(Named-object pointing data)
=======

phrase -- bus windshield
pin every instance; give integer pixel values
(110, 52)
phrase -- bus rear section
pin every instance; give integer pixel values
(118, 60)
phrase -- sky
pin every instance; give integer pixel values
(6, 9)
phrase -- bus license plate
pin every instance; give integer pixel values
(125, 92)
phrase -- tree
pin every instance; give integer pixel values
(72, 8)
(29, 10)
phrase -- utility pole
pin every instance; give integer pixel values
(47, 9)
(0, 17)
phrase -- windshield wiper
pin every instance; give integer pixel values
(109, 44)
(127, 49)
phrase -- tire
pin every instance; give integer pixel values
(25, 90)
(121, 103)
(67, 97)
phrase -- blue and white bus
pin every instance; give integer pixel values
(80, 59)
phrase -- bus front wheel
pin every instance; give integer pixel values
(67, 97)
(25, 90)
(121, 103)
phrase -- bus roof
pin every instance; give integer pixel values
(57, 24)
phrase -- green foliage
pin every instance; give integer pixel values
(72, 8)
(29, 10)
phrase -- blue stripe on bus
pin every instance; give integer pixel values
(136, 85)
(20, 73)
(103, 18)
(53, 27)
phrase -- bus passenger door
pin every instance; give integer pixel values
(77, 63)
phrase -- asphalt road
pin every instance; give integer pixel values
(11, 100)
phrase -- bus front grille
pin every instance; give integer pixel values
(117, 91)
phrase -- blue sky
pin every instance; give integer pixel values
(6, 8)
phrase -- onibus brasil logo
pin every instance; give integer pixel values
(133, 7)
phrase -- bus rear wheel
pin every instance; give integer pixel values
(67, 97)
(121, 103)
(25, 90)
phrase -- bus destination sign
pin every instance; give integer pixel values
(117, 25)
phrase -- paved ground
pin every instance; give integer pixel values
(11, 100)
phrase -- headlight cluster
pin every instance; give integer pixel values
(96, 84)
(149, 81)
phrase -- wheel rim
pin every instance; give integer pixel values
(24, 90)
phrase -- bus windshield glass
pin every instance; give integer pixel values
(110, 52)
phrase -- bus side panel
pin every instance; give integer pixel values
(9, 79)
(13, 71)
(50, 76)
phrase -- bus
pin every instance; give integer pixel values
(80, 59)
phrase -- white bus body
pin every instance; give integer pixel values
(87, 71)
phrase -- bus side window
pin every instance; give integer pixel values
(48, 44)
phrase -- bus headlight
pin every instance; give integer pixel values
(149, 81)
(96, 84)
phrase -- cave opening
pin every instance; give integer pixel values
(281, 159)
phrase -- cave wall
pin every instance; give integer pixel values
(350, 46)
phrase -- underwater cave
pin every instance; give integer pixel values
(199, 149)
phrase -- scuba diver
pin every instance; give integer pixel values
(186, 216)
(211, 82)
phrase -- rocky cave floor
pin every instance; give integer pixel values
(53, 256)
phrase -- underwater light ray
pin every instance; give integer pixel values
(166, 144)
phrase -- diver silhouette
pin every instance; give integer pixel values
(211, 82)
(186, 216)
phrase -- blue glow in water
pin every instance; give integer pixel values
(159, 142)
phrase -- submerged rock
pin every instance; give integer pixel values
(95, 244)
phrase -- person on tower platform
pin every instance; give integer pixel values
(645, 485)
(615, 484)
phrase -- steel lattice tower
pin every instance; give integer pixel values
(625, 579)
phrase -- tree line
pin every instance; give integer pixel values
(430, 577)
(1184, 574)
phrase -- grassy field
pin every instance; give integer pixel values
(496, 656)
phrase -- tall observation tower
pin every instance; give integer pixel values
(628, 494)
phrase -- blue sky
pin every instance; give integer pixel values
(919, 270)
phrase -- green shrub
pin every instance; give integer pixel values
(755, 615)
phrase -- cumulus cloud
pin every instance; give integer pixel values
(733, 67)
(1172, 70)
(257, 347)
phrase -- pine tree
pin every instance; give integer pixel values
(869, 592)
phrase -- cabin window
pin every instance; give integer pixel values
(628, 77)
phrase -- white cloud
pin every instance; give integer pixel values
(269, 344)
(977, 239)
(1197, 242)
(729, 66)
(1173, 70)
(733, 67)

=======

__Task to complete__
Reproduce the data above, starting at the line containing "phrase -- paved ground" and ending at the line containing "(1184, 574)", with both included. Scale every coordinate in the answers by 1.45, rounding to whole numbers with halves rounded up, and keep the request lines unchanged.

__Response below__
phrase -- paved ground
pin every instance; give integer pixel values
(16, 145)
phrase -- headlight cluster
pin every instance; give integer pixel values
(139, 122)
(216, 117)
phrase -- wheel rim
pin every instance; give integer pixel values
(35, 131)
phrase -- bus windshield glass
pin every instance; give integer pixel values
(160, 75)
phrase -- bus side panel
pin every instance; give integer pixel values
(13, 115)
(19, 103)
(73, 110)
phrase -- bus
pin every instance; give integer pixel values
(116, 86)
phrase -- white bus body
pin every instance; give integer pixel values
(126, 103)
phrase -- bus side window
pin every instance; give integer pixel values
(70, 64)
phrase -- bus headlight
pin every instance; give integer pixel values
(216, 117)
(139, 122)
phrase -- cave opening
pin every instance; give integer pixel values
(407, 231)
phrase -- cave wall
pin every instance; give integer pixel values
(508, 67)
phrase -- underwater cave
pin every instance; give integer pixel values
(289, 216)
phrase -- scuba diver
pin every instance; give integer pixel values
(270, 313)
(306, 119)
phrase -- rocky cave floor
pin every instance; give integer pixel values
(77, 371)
phrase -- underwater light ray
pin every instance; give integer pixel values
(241, 209)
phrase -- diver silhouette
pin every instance; give integer pixel values
(306, 119)
(270, 313)
phrase -- blue glow in water
pin every instance; give integer pixel values
(231, 206)
phrase -- submerged rock
pin every instance; give integer pixel values
(138, 354)
phrase -- person on tower platform
pin every instance; give integer pixel values
(935, 703)
(892, 702)
phrase -- steel lattice tower
pin every instance; give integer pixel values
(906, 840)
phrase -- tree line
pin every instance; give integer pixel values
(624, 837)
(1717, 832)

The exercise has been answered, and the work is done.